Top of RAW DATA

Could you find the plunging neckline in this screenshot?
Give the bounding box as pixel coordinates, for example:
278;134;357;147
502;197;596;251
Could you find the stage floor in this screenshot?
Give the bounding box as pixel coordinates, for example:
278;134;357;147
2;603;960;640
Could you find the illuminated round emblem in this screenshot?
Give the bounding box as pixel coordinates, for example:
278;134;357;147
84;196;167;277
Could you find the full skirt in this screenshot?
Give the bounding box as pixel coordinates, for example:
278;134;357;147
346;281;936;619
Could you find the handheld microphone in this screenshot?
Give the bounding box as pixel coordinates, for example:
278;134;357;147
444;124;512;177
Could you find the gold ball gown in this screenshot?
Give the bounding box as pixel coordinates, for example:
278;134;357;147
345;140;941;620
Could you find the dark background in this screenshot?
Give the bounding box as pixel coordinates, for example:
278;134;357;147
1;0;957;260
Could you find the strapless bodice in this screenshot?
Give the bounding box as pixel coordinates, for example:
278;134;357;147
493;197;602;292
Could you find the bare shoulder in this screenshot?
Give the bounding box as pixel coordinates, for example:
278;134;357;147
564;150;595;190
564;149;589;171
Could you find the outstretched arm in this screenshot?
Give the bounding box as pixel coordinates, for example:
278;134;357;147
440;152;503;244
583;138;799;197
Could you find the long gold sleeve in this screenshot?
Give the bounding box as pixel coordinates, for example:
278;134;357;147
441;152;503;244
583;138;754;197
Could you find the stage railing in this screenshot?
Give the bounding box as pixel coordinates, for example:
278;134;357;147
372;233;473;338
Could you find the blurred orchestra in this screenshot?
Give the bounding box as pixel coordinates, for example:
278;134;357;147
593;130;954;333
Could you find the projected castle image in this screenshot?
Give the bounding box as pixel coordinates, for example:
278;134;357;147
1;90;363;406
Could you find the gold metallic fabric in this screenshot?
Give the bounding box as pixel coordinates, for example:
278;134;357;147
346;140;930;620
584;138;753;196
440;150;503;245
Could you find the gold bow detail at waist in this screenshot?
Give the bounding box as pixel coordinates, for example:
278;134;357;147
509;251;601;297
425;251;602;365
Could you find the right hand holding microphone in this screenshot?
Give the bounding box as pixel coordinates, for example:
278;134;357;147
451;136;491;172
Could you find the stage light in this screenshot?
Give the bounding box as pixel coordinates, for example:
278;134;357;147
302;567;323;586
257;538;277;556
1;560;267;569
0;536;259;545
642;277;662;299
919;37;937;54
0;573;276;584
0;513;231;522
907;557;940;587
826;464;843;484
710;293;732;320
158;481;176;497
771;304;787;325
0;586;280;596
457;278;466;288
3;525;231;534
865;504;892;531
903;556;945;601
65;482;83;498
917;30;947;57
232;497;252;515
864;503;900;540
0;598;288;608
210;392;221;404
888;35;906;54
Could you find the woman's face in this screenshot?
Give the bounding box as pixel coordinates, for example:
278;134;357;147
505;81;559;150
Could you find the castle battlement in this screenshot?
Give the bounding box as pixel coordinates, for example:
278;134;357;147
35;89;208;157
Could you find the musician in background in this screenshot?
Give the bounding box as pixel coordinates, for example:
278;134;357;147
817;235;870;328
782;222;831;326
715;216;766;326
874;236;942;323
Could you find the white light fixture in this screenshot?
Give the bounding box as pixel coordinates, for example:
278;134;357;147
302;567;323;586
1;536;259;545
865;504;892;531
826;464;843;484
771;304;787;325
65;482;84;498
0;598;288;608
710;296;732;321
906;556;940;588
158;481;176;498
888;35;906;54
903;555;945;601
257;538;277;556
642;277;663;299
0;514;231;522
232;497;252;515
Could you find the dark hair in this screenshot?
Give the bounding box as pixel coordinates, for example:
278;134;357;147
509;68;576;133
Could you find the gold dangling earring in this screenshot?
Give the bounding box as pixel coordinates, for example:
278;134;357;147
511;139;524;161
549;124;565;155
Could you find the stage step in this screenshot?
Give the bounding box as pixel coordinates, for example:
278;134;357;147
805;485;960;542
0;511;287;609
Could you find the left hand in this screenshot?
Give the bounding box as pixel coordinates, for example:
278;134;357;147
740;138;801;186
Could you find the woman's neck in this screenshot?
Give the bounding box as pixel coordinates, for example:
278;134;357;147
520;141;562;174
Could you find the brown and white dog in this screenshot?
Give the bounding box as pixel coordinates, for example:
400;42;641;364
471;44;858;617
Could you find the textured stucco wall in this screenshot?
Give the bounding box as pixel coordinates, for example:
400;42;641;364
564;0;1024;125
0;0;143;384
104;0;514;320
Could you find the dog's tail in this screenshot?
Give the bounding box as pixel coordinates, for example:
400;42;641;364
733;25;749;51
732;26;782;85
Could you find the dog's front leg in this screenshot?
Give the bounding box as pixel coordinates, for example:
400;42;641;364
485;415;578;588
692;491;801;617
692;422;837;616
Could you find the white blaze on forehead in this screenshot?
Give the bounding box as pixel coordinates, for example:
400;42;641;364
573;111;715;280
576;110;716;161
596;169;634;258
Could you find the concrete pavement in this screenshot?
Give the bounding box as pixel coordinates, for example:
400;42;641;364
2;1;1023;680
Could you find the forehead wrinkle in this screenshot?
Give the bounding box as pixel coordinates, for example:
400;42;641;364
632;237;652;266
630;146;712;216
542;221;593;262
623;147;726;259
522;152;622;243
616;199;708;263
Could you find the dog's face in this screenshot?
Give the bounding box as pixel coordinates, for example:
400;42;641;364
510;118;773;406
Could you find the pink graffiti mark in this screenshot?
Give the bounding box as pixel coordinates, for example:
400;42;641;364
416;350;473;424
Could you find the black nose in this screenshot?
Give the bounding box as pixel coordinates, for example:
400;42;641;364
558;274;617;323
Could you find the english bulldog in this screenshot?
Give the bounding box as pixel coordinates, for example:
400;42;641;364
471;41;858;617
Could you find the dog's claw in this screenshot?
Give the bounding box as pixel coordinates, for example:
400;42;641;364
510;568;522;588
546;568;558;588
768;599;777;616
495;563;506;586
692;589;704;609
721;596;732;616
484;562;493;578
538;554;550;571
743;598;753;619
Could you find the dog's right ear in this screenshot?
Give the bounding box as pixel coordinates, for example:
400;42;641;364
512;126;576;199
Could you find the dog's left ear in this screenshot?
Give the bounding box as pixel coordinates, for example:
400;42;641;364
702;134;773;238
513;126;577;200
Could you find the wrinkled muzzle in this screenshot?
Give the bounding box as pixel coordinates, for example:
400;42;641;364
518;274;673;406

Bottom of RAW DATA

## PROBLEM DESCRIPTION:
Write out every entry verbatim.

## EXERCISE SOLUTION:
Could you find the plunging neckline in this screenshot?
Give the bounding box as pixel coordinates, for example:
278;134;357;147
502;197;596;251
Could you find the stage floor in this screenshot?
Give the bounding box as pixel coordinates, for example:
278;134;357;147
2;603;960;640
Could you find the illuminated round emblem in this screenshot?
Give the bounding box as pixel coordinates, for example:
278;134;357;147
84;196;167;277
Could you find the full skirt in this screenshot?
Give the bounding box as pixel coordinates, for example:
278;134;357;147
346;281;936;619
Could you find the handheld microphone in this screenshot?
Give the bounding box as pixel coordinates, for example:
278;134;357;147
444;124;512;177
Could you find the gold ball gown in this screenshot?
Give the bounding box as pixel coordinates, for example:
278;134;357;147
345;140;941;620
Could you find the dark background in this screenshot?
Give the bounding box as pixel coordinates, for example:
278;134;357;147
1;0;957;260
Could you find the strapless bodice in this screenshot?
Give the bounding box as pixel coordinates, for example:
278;134;357;147
493;197;602;292
Could you find the bare shoulder in this screenshot?
Give the bounding box as pixel coordinates, for example:
278;134;357;147
564;150;595;190
564;149;589;171
Could you find the outstretched arm in this screenshot?
Give the bounding box as pixel coordinates, for example:
278;134;357;147
440;152;503;244
583;138;799;197
Could you find the long gold sleeve in this screenshot?
Give the bounding box as pixel coordinates, for example:
278;134;357;147
441;152;503;244
583;138;754;197
Could you find the stage railing in this screenshot?
Give the bounding box as pixel coordinates, for example:
278;134;357;147
372;233;473;338
Could you find the blurred orchestra in this screenshot?
Give the bounding box as pixel coordinates, for example:
278;134;357;147
593;130;954;333
Could you find the projected castle image in this screenshot?
Give the bounding box as pixel coordinates, for example:
278;134;357;147
1;90;363;406
Could you find the gold metallic fabric in this screenshot?
Give the bounding box as pixel coordinates, for example:
278;134;357;147
346;140;930;620
584;138;753;196
440;150;503;245
Could you find the gold bow detail at waist in this screenshot?
Give the bounding box as pixel coordinates, for example:
278;134;357;147
509;251;601;297
425;251;602;365
Could you find the right hand holding microphone in this screenshot?
Give the bounding box as pixel coordinates, for example:
278;134;357;147
451;136;491;172
Could you find the stage light in this screenshot?
Give the bounding box as pixel coordinates, for example:
278;134;357;147
302;567;323;586
257;538;277;556
1;560;267;569
0;536;259;545
642;277;662;299
919;37;937;54
0;573;276;584
0;513;231;522
907;557;940;587
826;464;843;484
710;293;732;320
158;481;176;497
771;304;787;325
0;586;280;596
457;278;466;288
3;525;231;534
865;504;892;531
903;556;945;601
65;482;83;498
917;30;947;57
232;497;252;515
864;503;900;540
0;598;288;608
210;392;221;404
888;35;906;54
Could you find the woman's face in this screenshot?
Give the bounding box as pixel coordinates, for example:
278;134;357;147
505;81;559;150
Could you find the castle battlement in this screenshot?
Give the bounding box as pixel coordinates, for example:
278;134;357;147
35;89;208;157
Could you find the musician in background in this screenshot?
Give the bounding box as pixel coordinates, for example:
278;134;357;147
817;235;870;328
782;222;831;326
715;216;766;326
874;236;942;323
Could you find the white light fixture in this screenshot?
Give the bounding box as pixel coordinates, for example:
278;134;357;147
302;567;323;586
1;536;259;545
865;504;892;531
826;464;843;484
771;304;787;325
65;482;84;498
0;598;288;608
710;296;732;321
906;556;940;588
158;481;176;498
888;35;906;54
903;555;945;601
257;538;277;556
642;277;663;299
0;514;231;522
232;497;252;515
Could you find the dark hair in this screenshot?
Give the bounding box as pixel coordinates, for example:
278;134;357;147
509;68;576;133
Could you find the gold dangling earring in this screenshot?
Give the bounding box as pixel coordinates, for example:
278;134;357;147
511;139;524;161
549;124;565;155
Could you find the stage step in this screenshot?
Give the bounding box as pixel coordinates, for example:
278;134;357;147
805;485;960;542
0;511;287;609
Could you find the left hand in this screenshot?
Give the bounding box as pixel coordinates, for example:
278;134;357;147
740;138;801;186
Could you find the woman's neck in this screenshot?
Give the bounding box as pixel coordinates, for example:
278;134;357;147
520;141;562;174
Could you find the brown and white dog in this screenshot?
Give the bounding box as pixel coordinates, for example:
400;42;641;364
471;44;858;617
Could you find the textured stucco wall in this screenshot?
Give the bounding box as pixel coordinates, for example:
400;42;641;364
564;0;1024;125
0;0;143;384
104;0;514;320
Could you find the dog's tail in this screenshot?
Give the bounding box as pixel coordinates, for example:
400;42;641;364
733;25;749;51
732;26;782;85
Could you find the dog's front leg in this screenshot?
Give the bounding box as pixel coordinates, for example:
400;42;641;364
485;415;578;588
692;491;801;617
692;422;837;616
Could you find the white blaze on forehead in this screenshot?
Give the bounding box as pixel coordinates, for example:
400;42;641;364
573;111;715;280
576;110;716;161
596;169;634;258
Could you find the concrete pavement in this screenshot?
Give the bounding box as pixel coordinates, for example:
400;42;641;364
2;1;1023;680
Could you find the forehead wrinkle in this screenshot?
Give the bounding box as pixel coordinates, for example:
400;42;641;364
632;237;652;266
630;146;712;216
542;221;593;262
623;147;726;259
522;152;622;243
616;199;708;263
Could you find the dog's face in this screenshot?
Give the bounding box as pixel coordinates, for example:
400;42;641;364
510;118;773;406
Could you find the pink graffiti mark in this screenshot?
Give the bounding box as pixel coordinates, for example:
400;42;641;364
416;350;473;424
Could you find the black nose in this screenshot?
Give the bounding box as pixel coordinates, for example:
400;42;641;364
558;274;617;323
Could you find the english bulldog in this screenshot?
Give the bounding box as pixel coordinates, for example:
400;42;641;364
471;41;858;617
Could you find the dog's claw in this screenshot?
Give the bounding box as pixel coordinates, for example:
400;42;641;364
510;568;522;588
546;568;558;588
768;599;777;616
495;563;506;586
692;589;704;609
721;596;732;616
484;562;493;578
538;554;550;571
743;598;753;619
Could you find the dog's right ear in this screenshot?
Give the bounding box as pixel coordinates, for example:
400;42;641;364
512;126;576;199
Could you find the dog's left ear in this screenshot?
Give the bounding box as pixel coordinates, for example:
400;42;641;364
702;134;773;238
513;126;577;200
Could you find the wrinkled muzzle in this screenshot?
Give the bounding box as pixel coordinates, for example:
400;42;641;364
518;274;673;406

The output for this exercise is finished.